What is asked ▸
(a) Translate this sentence from the Weekly Espresso post below into Spanish: "The deal will add an estimated extra £9bn to the UK economy."
(b) Continue the Weekly Espresso post on the UK-EU deal and US politics below, starting after its final sentence.

Source extract ▸
[START]

Blog

27th May 2025

Weekly Espresso

The infoshot to help kick-start your week

 

New UK-EU post-Brexit deal

Last week kicked off with the UK and the EU reaching a new agreement on post-Brexit relations. The deal will add an estimated extra £9bn to the UK economy.

According to Nick Thomas-Symonds, the UK’s chief negotiator, it marks “a new chapter in our relationship with the EU.” The major parts of the deal include:

  • Fishing – the new deal will maintain EU boats access to UK waters until 2038, yearly quotas on the number of fish countries are allowed to catch will continue and a £360m fishing and coastal growth fund will invest in new technology and equipment.
  • Defence – a formal UK-EU defence and security pact has been setup, and the agreement may, in the months ahead, enable UK arms firms to access the £150bn fund Security Actions for Europe (Safe) which provides loans for defence projects.
  • Passport gates – UK tourists will be able to use e-gates at more EU airports and a new passport system will make it easier for pets to travel.
  • Carbon – both sides have come to a UK-only deal worth £25m a year that will save UK firms £800m in taxes and protect UK steel from EU tariffs.
  • Farming – checks on food exports to the EU will be reduced and the UK can now sell raw burgers and sausages to the EU for the first time since Brexit.

 

On a less positive note, as expected, April’s rise in household bills pushed UK inflation to 3.5%, its highest rate in more than a year.  Water, gas, council tax and electricity bills all went up on 1 April, pushing inflation above the Bank of England’s (BoE) 2% target.

Political chaos in US seeps into markets

Another chaotic week in the White House saw Trump ambush South African President, Cyril Ramaphosa with false claims of white genocide and Harvard University file a lawsuit against the administration’s attempts to stop it from enrolling foreign students.

[END]

Records provided ▸

[START]

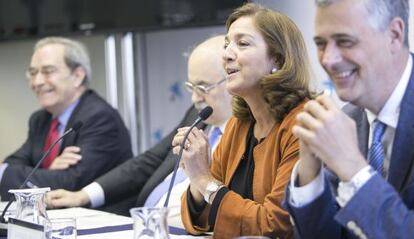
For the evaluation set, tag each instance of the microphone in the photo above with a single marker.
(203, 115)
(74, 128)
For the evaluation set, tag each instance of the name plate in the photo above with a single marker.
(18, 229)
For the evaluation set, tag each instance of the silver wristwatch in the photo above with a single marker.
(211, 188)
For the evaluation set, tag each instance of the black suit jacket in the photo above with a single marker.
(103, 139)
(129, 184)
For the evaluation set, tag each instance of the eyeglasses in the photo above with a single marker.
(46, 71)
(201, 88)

[END]
[START]

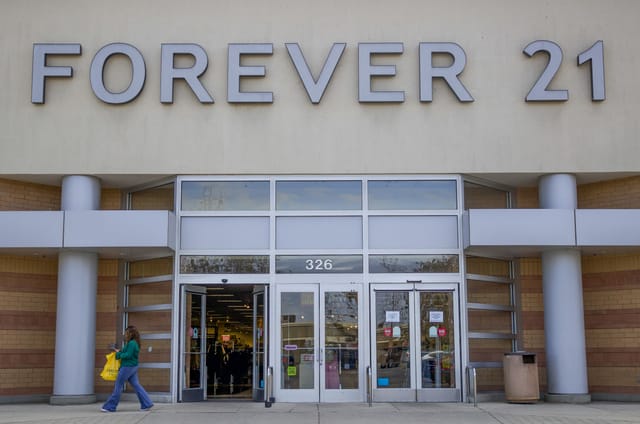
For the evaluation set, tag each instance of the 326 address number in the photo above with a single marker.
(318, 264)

[END]

Answers for this exercise ▸
(a) Se estima que el acuerdo aportará 9.000 millones de libras adicionales a la economía del Reino Unido.

(b)
The chaos found its way into the markets on Friday when Trump threatened the EU with a 50% tariff on exports and proposed a 25% tariff on any smartphone made outside the US.

According to US figures, the EU is sending $600bn in goods to the US and importing $370bn. Trump blames this deficit on “unfair” policies on cars and agricultural products. The threat came hours before the US and EU were set to have trade talks. Thankfully, over the weekend Trump agreed to extend the deadline to negotiate the tariffs until 9 July. The European Commission Chief, Ursula von der Leyen said the EU was “ready to advance talks swiftly and decisively” following the pause.

The proposed smartphone tariff wiped approximately $70bn off Apple’s share price on Friday, pushing the company’s valuation just below $3tn. Following reports that Apple was planning to start assembling US bound iPhones in India, Trump reiterated his stance that “we want you to build here”. Analysts think that moving production to the US could take years and significantly drive up the price of iPhones. Wedbush Securities estimated last month that an iPhone made in the US would be three times more expensive than now at $3,500.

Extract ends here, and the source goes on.